===== DOCUMENT SECTION =====
Monday, Jun. 14, 1948
Revelations of a Good Boy
Ever since they began rushing their memoirs into print, Franklin D. Roosevelt's political intimates have shared one fascinating conviction. They quite obviously feel that few of their colleagues were cut out for the administration of public affairs. They have also intimated that their own contributions to history are not to be underestimated.
Last week, ex-Interior Secretary Harold Ickes followed this pattern as he began describing "My Twelve Years with F.D.R." in the Saturday Evening Post. He took a wallop at Harry Hopkins' WPA: "[Harry] was not priming the pump; he was just turning on the fireplug." He indignantly described an undercover effort by Henry Wallace to get him out of the Cabinet. Wrote he of Henry in a 1938 diary entry: "Henry Wallace is a selfish and not too forthright individual who is so consumed with his political ambition that there isn't anything that he won't do to advance himself, even at the cost of injury to someone else . . ."
Ickes' most interesting revelation--how he tried to help Roosevelt fire Secretary of War Harry Woodring--also shed considerable light on the character of his boss.
Cool Attitude. "The President," wrote Ickes, "said that Woodring had refused to resign [F.D.R. had offered to make him minister to Canada] . . . Then the President told me the astonishing bit of news that Woodring wanted to go as ambassador to the Court of St. James's.
"I threw my hands into the air and said, 'My God, he doesn't think much of himself, does he?'
"The President remarked that Woodring's father-in-law, former Senator Marcus A. Coolidge of Massachusetts, was willing to invest a half million dollars in it for Woodring."
The matter drifted until a subsequent luncheon when Ickes brought it up again. "I said, 'Mr. President, I have an idea. Why don't you send for Woodring and say to him, "Harry, ordinarily Dublin is not an important diplomatic post, but now it is, on account of the war. There will be a vacancy there and I wish to fill it with one of my very strongest men. I want to appoint you." ' The President did not seem to think Woodring would agree to this.
"Then I said, 'Mr. President, I would send for Harry Woodring and I would say to him, "Harry, it is either Dublin, Ireland, for you, or Topeka, Kansas."' The President looked at me, somewhat abashed. Reading his mind, I said, 'You can't do that sort of thing, can you, Mr. President?'
" 'No, Harold, I can't,' he replied."
=====
List every person whom the article on Harold Ickes's memoir names with both a first name and a surname.
===== INFORMATION PROVIDED =====
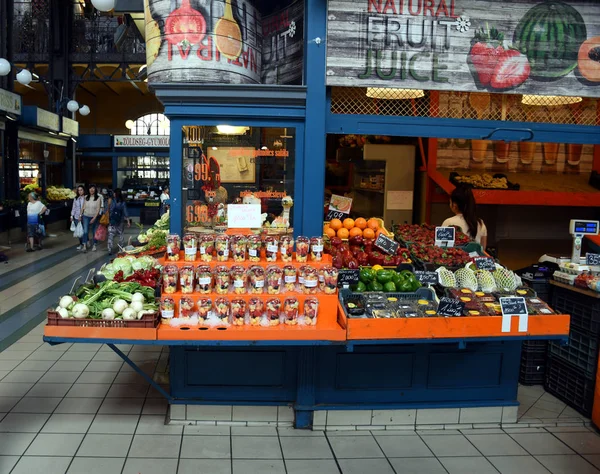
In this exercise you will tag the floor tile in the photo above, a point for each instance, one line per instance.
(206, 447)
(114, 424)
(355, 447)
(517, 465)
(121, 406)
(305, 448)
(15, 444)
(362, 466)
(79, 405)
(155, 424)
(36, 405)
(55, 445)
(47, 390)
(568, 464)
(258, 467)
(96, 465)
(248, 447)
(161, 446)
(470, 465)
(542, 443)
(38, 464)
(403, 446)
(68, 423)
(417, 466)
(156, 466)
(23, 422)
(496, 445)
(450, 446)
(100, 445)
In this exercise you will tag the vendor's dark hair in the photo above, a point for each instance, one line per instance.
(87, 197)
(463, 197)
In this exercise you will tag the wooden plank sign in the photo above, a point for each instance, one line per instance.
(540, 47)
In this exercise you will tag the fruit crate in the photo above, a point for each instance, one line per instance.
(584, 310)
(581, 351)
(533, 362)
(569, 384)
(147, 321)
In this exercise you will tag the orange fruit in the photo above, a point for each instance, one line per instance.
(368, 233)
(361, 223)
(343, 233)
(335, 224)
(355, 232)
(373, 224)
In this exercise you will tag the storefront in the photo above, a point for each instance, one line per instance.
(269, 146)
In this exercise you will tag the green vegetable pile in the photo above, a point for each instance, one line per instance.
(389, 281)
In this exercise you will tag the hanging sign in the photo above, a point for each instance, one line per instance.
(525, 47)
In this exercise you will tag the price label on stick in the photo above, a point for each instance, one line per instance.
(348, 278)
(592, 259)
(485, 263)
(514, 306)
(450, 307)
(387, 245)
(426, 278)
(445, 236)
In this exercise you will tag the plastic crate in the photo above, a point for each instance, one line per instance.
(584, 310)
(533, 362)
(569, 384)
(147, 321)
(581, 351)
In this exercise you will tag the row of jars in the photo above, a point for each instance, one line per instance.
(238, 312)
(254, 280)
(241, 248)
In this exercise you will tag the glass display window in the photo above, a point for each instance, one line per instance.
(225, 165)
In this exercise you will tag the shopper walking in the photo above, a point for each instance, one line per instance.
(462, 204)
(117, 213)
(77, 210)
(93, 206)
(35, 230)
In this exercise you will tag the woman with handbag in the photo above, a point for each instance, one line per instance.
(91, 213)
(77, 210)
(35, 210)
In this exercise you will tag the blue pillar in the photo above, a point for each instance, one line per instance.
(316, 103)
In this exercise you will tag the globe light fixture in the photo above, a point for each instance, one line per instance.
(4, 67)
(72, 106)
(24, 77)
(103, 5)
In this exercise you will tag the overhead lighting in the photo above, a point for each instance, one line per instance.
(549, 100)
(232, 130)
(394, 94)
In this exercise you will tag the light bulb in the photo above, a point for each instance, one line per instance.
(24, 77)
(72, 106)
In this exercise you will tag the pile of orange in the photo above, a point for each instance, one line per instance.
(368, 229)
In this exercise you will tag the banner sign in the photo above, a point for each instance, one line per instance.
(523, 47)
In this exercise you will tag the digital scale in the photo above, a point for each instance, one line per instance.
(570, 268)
=====
● SOLUTION TO THIS PROBLEM: Franklin D. Roosevelt, Harold Ickes, Harry Hopkins, Henry Wallace, Harry Woodring, Marcus A. Coolidge